-- Goal --
Rewrite the records below, replacing "pixel coordinates" with "image coordinates" everywhere and keeping everything else the same. Leave out the pictures.

= = =

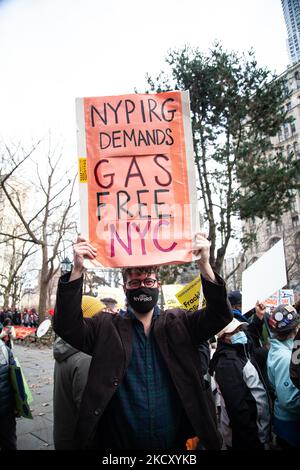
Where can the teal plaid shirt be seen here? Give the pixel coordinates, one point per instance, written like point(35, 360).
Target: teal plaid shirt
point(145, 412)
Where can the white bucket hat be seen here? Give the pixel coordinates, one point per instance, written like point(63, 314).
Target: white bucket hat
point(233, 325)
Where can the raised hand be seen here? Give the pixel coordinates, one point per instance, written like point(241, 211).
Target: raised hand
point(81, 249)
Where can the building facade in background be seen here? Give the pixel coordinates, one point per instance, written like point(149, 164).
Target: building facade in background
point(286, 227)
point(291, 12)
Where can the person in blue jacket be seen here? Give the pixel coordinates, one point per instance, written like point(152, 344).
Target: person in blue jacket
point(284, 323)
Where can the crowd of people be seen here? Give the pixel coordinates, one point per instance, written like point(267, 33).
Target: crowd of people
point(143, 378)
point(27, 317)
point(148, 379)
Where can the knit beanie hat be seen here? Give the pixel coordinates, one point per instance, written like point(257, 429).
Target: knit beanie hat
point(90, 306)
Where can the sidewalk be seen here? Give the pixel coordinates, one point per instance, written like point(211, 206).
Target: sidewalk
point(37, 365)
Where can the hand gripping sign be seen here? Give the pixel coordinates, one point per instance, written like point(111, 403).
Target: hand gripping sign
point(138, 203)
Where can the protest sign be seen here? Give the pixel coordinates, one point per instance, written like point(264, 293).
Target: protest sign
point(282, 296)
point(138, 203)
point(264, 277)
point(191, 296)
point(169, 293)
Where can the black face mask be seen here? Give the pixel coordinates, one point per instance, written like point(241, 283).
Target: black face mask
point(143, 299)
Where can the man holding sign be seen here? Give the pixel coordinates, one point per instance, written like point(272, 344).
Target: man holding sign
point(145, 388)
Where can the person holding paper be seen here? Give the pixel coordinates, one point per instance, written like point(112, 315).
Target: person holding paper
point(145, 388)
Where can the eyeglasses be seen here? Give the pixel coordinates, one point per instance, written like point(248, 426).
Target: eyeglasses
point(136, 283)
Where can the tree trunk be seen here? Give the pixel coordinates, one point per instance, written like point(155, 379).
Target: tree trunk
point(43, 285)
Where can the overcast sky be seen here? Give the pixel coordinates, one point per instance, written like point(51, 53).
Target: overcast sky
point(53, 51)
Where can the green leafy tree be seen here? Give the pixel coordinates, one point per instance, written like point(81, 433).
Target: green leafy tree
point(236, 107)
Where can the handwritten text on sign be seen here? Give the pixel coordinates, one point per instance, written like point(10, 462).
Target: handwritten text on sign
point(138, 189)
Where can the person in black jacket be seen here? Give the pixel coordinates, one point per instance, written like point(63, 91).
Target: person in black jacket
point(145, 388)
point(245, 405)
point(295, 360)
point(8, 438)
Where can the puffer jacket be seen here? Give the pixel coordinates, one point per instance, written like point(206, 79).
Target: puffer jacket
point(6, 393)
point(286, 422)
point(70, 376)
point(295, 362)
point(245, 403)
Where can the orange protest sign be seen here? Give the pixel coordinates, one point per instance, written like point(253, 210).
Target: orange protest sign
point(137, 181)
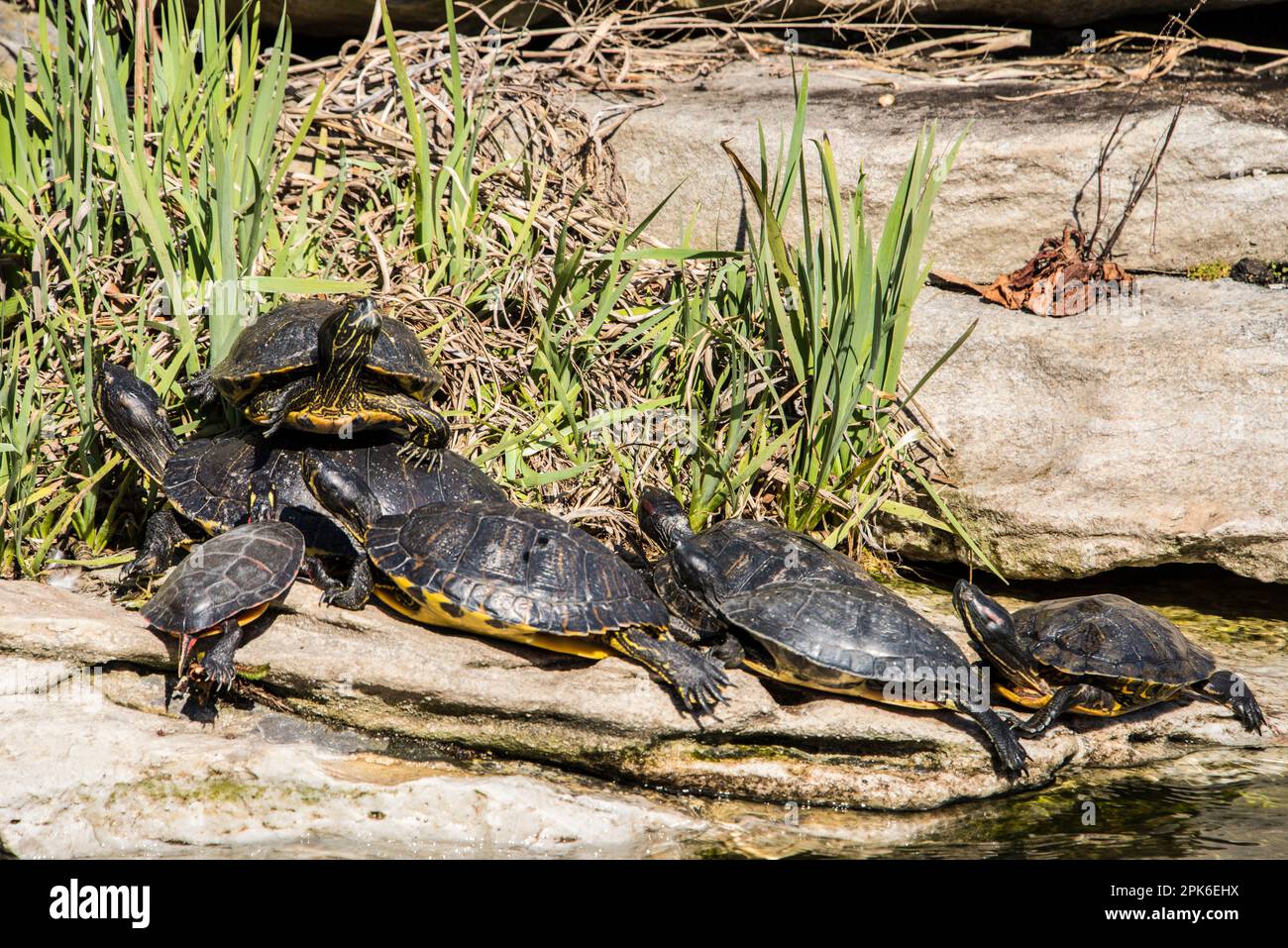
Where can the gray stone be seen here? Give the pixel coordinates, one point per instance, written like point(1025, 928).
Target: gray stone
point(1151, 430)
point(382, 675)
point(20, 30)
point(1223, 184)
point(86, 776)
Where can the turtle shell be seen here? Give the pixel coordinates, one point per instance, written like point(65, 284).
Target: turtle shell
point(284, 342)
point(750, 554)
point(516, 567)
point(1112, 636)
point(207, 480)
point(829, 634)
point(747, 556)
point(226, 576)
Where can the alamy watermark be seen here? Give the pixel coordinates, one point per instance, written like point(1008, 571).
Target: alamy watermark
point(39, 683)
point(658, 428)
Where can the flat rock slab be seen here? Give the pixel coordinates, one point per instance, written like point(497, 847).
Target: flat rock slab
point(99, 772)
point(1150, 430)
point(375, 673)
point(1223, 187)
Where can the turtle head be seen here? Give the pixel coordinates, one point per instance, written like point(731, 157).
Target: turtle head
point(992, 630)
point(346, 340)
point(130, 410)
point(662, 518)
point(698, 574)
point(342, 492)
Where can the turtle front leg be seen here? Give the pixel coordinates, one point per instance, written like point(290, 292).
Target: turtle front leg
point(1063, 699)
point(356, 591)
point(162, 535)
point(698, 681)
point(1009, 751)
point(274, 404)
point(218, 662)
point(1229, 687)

= = =

-- Result of this exercise --
Where can the teal plaid shirt be seen here? Give the image coordinates, one point per instance, written like point(35, 360).
Target: teal plaid shirt
point(145, 412)
Where can the white bucket hat be seen here? Give the image coordinates, one point per instance, written like point(63, 314).
Target: white bucket hat
point(233, 325)
Where can the raised hand be seen here? Give the image coordinates, one point per instance, written like point(241, 211).
Target: raised hand
point(81, 249)
Where can the building facade in background be seen here? Give the image coordinates, one point per instance, written like point(149, 164).
Target: building facade in background
point(286, 227)
point(291, 12)
Where can the person in blue jacket be seen here? Give the image coordinates, one point per instance, written like point(152, 344).
Target: person in blue jacket
point(284, 323)
Where can the crowd of people be seen here? Give the image coordinates, one point per instance, written like point(267, 33).
Target: crowd of people
point(143, 378)
point(27, 317)
point(148, 379)
Where can the knit beanie hat be seen here? Give the image coordinates, one point per instance, written like point(257, 429).
Target: knit beanie hat
point(90, 306)
Where can the sidewalk be seen here? Give the image coordinates, one point per instance, written like point(211, 206).
Target: sidewalk
point(37, 365)
Where can the hand gripping sign be seen here? Give the image coordinates, one point per instance, written like point(111, 403).
Target: hand gripping sign
point(138, 203)
Where can the protest sign be seen here? Give the image coordinates, one point per instance, written like point(264, 293).
Target: protest sign
point(282, 296)
point(138, 203)
point(264, 277)
point(191, 296)
point(169, 293)
Where can the black face mask be seen here? Give the image coordinates, one point per instance, written like point(241, 283).
Target: black face mask
point(143, 299)
Where can the man holding sign be seen here? Give the image coordinates, one point per instance, written like point(272, 344).
Target: man holding sign
point(145, 388)
Where can the person holding paper be seen here? Give the image coordinates, one point per instance, written like point(112, 315).
Target: person holding paper
point(145, 388)
Where can the eyeglasses be seen here? Give the image coordinates, one point per instance, written like point(248, 426).
Target: eyeglasses
point(136, 283)
Where can the tree trunk be seen here? Give the image coordinates, one point per instance, written like point(155, 379).
Target: tree trunk
point(43, 285)
Where can the overcast sky be seen here? Give the image coordinates, one point per instance, written like point(51, 53).
Target: overcast sky
point(53, 51)
Where can the green leafy tree be seen here? Give the image coordinates, one point per instance, written like point(81, 433).
Target: green leafy tree
point(236, 107)
Where can the handwritten text on sign be seen here? Give the image coordinates, one point per instance, written like point(10, 462).
Target: handwritten text on sign
point(138, 189)
Where can the person in black jacket be seen here? Give the image coordinates, one point per instance, written like point(63, 91).
Target: person in black jacket
point(145, 388)
point(245, 405)
point(295, 360)
point(8, 438)
Where can the puffer jacket be seen here? Give the image coordinates, one point per instance, written like point(206, 79).
Target: puffer jacket
point(6, 393)
point(286, 422)
point(70, 376)
point(295, 362)
point(245, 403)
Where can the orange protest sign be seen here? Give the image coordinates, one point per instance, written like point(253, 210).
Target: orange protest sign
point(137, 181)
Where can the gray stone be seen here? Give the image coordinates, one point per instance, written like point(1025, 928).
Target: gray stone
point(1151, 430)
point(382, 675)
point(20, 30)
point(1223, 184)
point(86, 776)
Where can the turtle shell be seen here? Give the image coordinates, one point per instance, written like point(65, 284).
Target: turtle shell
point(284, 342)
point(750, 554)
point(516, 567)
point(1112, 636)
point(207, 480)
point(829, 634)
point(747, 556)
point(226, 576)
Where can the alamy watermark be seen here? Give the image coordinates, one point per instance, written like point(1008, 571).
Target: alamy watermark
point(39, 683)
point(658, 428)
Where can the flat rock slab be seen here? Give the image coordinates, one point per instance, written like point(497, 847).
Target: flat rock slab
point(99, 772)
point(1150, 430)
point(375, 673)
point(1223, 187)
Where can the turtle head be seen here? Give the image coordinates, one point per instance, written like point(731, 157).
Target: turtle head
point(992, 630)
point(346, 340)
point(130, 410)
point(662, 518)
point(698, 574)
point(342, 492)
Where can the turtle front leg be seen here? Give the image coordinates, one point per instance, written like point(290, 292).
Target: turtle front leg
point(1063, 699)
point(356, 591)
point(162, 535)
point(698, 681)
point(1009, 751)
point(274, 404)
point(218, 662)
point(1229, 687)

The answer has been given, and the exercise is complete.